- **Source passage**
▼▼▼
RE: Time delayed LR (WAS Re: logical replication restrictions)

From: "Takamichi Osumi (Fujitsu)" <osumi(dot)takamichi(at)fujitsu(dot)com>
To: 'Peter Smith' <smithpb2250(at)gmail(dot)com>
Cc: vignesh C <vignesh21(at)gmail(dot)com>, Kyotaro Horiguchi <horikyota(dot)ntt(at)gmail(dot)com>, "Hayato Kuroda (Fujitsu)" <kuroda(dot)hayato(at)fujitsu(dot)com>, "shveta(dot)malik(at)gmail(dot)com" <shveta(dot)malik(at)gmail(dot)com>, "dilipbalaut(at)gmail(dot)com" <dilipbalaut(at)gmail(dot)com>, "amit(dot)kapila16(at)gmail(dot)com" <amit(dot)kapila16(at)gmail(dot)com>, "euler(at)eulerto(dot)com" <euler(at)eulerto(dot)com>, "m(dot)melihmutlu(at)gmail(dot)com" <m(dot)melihmutlu(at)gmail(dot)com>, "andres(at)anarazel(dot)de" <andres(at)anarazel(dot)de>, "marcos(at)f10(dot)com(dot)br" <marcos(at)f10(dot)com(dot)br>, "pgsql-hackers(at)postgresql(dot)org" <pgsql-hackers(at)postgresql(dot)org>
Subject: RE: Time delayed LR (WAS Re: logical replication restrictions)
Date: 2023-01-19 07:12:14
Message-ID: TYCPR01MB8373447440202B248BB63805EDC49@TYCPR01MB8373.jpnprd01.prod.outlook.com
Views: Raw Message | Whole Thread | Download mbox | Resend email
Thread:
Lists: pgsql-hackers

On Wednesday, January 18, 2023 4:06 PM Peter Smith <smithpb2250(at)gmail(dot)com> wrote:
> Here are my review comments for the latest patch v16-0001. (excluding the
> test code)
Hi, thank you for your review !

> ======
>
> General
>
> 1.
>
> Since the value of min_apply_delay cannot be < 0, I was thinking probably it
> should have been declared everywhere in this patch as a
> uint64 instead of an int64, right?
No, we won't be able to adopt this idea.

It seems that we are not able to use uint for catalog type.
So, can't applying it to the pg_subscription.h definitions
and then similarly Int64GetDatum to store catalog variables
and the argument variable of Int64GetDatum.

Plus, there is a possibility that type Interval becomes negative value,
then we are not able to change the int64 variable to get
the return value of interval2ms().

> ======
>
> Commit message
>
> 2.
>
> If the subscription sets min_apply_delay parameter, the logical replication
> worker will delay the transaction commit for min_apply_delay milliseconds.
>
> ~
>
> IMO there should be another sentence before this just to say that a new
> parameter is being added:
>
> e.g.
> This patch implements a new subscription parameter called
> 'min_apply_delay'.
Added.

> ======
>
> doc/src/sgml/config.sgml
>
> 3.
▲▲▲
- **Dataset items**
▼▼▼
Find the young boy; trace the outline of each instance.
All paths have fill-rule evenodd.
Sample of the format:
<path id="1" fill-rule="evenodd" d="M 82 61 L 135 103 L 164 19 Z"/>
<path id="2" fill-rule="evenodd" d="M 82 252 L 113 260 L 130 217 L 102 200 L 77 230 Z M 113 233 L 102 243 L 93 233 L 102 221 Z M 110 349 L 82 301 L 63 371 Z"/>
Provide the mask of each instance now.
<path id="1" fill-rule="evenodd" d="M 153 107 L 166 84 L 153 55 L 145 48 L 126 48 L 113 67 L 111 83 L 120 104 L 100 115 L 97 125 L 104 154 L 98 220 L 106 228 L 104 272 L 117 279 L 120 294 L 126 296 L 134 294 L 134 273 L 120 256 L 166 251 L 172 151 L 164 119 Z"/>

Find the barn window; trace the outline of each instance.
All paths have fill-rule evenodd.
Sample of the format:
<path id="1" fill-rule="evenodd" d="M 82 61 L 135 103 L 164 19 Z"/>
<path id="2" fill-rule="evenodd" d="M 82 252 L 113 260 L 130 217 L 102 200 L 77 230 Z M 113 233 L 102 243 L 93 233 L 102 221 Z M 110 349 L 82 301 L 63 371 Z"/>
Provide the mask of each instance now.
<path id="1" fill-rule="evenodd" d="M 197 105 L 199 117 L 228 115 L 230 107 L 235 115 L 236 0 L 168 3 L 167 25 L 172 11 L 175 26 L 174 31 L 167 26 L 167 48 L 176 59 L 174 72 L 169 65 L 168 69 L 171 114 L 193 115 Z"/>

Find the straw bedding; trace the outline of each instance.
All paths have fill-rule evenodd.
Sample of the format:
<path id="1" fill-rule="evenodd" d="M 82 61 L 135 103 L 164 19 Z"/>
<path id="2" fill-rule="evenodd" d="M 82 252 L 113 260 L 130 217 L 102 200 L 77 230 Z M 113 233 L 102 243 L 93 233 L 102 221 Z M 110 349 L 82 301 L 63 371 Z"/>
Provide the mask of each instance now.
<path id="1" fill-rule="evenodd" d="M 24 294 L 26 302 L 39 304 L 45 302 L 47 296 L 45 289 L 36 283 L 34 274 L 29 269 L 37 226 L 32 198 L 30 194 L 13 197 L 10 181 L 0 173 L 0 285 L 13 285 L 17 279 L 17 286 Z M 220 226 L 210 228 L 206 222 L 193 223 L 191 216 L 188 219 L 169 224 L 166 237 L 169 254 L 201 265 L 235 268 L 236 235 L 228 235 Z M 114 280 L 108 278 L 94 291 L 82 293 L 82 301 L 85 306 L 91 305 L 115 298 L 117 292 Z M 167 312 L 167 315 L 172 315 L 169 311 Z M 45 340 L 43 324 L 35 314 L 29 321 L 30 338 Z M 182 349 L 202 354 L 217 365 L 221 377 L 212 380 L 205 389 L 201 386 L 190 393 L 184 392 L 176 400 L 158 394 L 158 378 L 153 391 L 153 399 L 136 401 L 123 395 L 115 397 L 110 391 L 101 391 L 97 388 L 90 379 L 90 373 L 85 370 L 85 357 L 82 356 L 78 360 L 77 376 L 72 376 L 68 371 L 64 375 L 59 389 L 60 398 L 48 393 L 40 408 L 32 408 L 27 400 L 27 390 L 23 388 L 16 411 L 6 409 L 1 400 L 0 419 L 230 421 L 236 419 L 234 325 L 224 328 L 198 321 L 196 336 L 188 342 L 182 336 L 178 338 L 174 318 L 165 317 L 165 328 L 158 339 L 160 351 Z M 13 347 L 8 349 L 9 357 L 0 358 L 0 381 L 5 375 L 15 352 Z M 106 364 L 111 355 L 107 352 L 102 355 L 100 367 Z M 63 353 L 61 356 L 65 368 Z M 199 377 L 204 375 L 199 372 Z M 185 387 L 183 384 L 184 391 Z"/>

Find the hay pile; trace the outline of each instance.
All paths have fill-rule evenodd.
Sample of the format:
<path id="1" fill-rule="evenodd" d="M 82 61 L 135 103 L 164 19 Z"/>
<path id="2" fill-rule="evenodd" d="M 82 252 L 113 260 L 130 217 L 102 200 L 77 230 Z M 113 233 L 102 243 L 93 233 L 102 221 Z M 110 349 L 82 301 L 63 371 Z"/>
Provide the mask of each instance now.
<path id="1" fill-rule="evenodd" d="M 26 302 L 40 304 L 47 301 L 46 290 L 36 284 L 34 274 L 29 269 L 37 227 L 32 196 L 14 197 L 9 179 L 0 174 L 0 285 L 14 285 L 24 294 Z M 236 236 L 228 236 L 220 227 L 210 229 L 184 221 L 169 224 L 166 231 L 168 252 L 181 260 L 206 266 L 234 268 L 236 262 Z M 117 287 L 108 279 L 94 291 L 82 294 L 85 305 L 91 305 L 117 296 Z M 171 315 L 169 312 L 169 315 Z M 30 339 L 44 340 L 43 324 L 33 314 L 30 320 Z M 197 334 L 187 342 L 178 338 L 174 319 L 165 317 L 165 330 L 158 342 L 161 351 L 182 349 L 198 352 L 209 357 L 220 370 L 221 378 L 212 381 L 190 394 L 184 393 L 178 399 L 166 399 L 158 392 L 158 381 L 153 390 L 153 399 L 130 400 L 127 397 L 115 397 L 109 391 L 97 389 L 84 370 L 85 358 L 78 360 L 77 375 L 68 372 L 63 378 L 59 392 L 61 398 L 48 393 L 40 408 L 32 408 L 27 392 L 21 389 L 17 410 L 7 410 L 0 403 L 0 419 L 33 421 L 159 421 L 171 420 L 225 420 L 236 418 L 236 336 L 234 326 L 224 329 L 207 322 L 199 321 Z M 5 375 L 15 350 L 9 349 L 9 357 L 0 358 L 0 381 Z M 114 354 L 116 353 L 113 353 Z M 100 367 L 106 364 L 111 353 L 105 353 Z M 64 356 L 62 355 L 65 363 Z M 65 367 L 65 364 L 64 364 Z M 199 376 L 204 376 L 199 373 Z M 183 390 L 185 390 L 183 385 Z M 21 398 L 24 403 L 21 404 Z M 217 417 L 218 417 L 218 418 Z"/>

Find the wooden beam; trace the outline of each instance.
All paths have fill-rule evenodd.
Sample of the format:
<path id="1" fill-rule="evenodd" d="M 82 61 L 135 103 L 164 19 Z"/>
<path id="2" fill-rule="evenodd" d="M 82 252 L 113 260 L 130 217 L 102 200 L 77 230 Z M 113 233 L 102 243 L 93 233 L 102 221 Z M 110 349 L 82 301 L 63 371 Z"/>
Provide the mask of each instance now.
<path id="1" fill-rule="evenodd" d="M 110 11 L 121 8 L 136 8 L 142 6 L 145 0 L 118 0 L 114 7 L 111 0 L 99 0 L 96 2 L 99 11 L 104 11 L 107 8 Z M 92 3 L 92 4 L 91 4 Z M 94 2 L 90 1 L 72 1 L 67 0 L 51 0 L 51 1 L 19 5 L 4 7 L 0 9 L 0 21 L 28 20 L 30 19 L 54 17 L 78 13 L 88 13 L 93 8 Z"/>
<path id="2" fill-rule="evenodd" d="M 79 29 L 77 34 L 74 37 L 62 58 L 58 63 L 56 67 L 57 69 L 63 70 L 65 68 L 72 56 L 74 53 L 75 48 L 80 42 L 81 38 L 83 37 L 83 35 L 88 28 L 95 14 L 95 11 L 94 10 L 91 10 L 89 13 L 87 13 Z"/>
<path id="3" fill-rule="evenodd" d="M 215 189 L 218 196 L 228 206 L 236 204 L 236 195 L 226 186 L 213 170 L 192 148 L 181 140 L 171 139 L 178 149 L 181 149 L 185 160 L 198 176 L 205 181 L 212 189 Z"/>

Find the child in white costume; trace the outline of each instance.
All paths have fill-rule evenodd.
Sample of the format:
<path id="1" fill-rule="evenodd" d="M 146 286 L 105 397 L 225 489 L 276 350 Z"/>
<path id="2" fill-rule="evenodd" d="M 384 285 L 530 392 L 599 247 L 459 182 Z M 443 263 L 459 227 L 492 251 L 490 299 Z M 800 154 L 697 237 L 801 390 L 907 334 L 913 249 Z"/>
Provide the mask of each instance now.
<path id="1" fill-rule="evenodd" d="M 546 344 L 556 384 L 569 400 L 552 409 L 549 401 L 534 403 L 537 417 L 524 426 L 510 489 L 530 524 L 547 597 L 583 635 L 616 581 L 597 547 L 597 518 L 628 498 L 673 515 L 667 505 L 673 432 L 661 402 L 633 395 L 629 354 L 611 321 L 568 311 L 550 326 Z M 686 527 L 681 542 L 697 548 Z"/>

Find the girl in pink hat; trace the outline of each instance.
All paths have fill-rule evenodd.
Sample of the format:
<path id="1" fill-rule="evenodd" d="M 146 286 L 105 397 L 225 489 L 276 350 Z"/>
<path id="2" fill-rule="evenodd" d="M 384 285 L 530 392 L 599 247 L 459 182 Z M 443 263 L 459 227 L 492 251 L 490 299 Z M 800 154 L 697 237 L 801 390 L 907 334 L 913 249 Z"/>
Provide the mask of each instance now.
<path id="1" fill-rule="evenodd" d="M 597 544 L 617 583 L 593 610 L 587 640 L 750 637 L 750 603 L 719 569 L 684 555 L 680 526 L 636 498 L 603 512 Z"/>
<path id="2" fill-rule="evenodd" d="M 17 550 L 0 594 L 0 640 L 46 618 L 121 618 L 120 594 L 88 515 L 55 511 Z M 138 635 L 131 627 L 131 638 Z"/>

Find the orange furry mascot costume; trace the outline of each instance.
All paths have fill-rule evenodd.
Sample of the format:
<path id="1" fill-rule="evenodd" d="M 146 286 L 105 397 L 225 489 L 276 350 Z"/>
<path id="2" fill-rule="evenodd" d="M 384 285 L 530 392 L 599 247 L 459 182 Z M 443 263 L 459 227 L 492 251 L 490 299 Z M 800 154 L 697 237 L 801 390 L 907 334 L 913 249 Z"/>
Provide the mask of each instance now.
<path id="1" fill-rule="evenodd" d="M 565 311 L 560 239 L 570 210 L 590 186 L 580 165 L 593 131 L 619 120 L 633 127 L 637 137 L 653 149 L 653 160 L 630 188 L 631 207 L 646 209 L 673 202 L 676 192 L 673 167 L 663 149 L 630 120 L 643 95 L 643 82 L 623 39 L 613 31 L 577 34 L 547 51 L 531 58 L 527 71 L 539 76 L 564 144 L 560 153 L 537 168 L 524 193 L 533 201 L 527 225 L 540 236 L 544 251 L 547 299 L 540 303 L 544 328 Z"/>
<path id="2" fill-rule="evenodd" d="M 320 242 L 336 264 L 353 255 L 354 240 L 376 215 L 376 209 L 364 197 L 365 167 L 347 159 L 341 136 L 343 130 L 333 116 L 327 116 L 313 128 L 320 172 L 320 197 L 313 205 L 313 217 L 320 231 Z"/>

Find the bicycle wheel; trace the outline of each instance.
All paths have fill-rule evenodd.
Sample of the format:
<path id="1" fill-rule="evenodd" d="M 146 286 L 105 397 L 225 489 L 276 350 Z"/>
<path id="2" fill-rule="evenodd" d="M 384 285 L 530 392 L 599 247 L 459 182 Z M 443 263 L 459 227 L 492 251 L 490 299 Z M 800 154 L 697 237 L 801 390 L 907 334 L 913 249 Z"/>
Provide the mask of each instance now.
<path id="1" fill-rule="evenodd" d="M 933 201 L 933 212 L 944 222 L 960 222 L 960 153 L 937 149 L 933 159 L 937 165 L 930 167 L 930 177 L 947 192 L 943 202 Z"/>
▲▲▲
- **What is needed**
In the mailing list message about time-delayed logical replication, what sentence does the reviewer suggest adding to the commit message?

- **Problem solution**
This patch implements a new subscription parameter called 'min_apply_delay'.